### What is needed
Find each line in the listing that contains the word "target", and copy those lines.

▬▬▬▬▬▬▬▬▬▬

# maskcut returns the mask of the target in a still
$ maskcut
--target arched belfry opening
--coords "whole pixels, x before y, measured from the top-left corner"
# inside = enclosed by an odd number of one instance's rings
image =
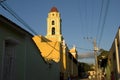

▬▬▬▬▬▬▬▬▬▬

### Answer to the exercise
# maskcut returns the mask of the target in a still
--target arched belfry opening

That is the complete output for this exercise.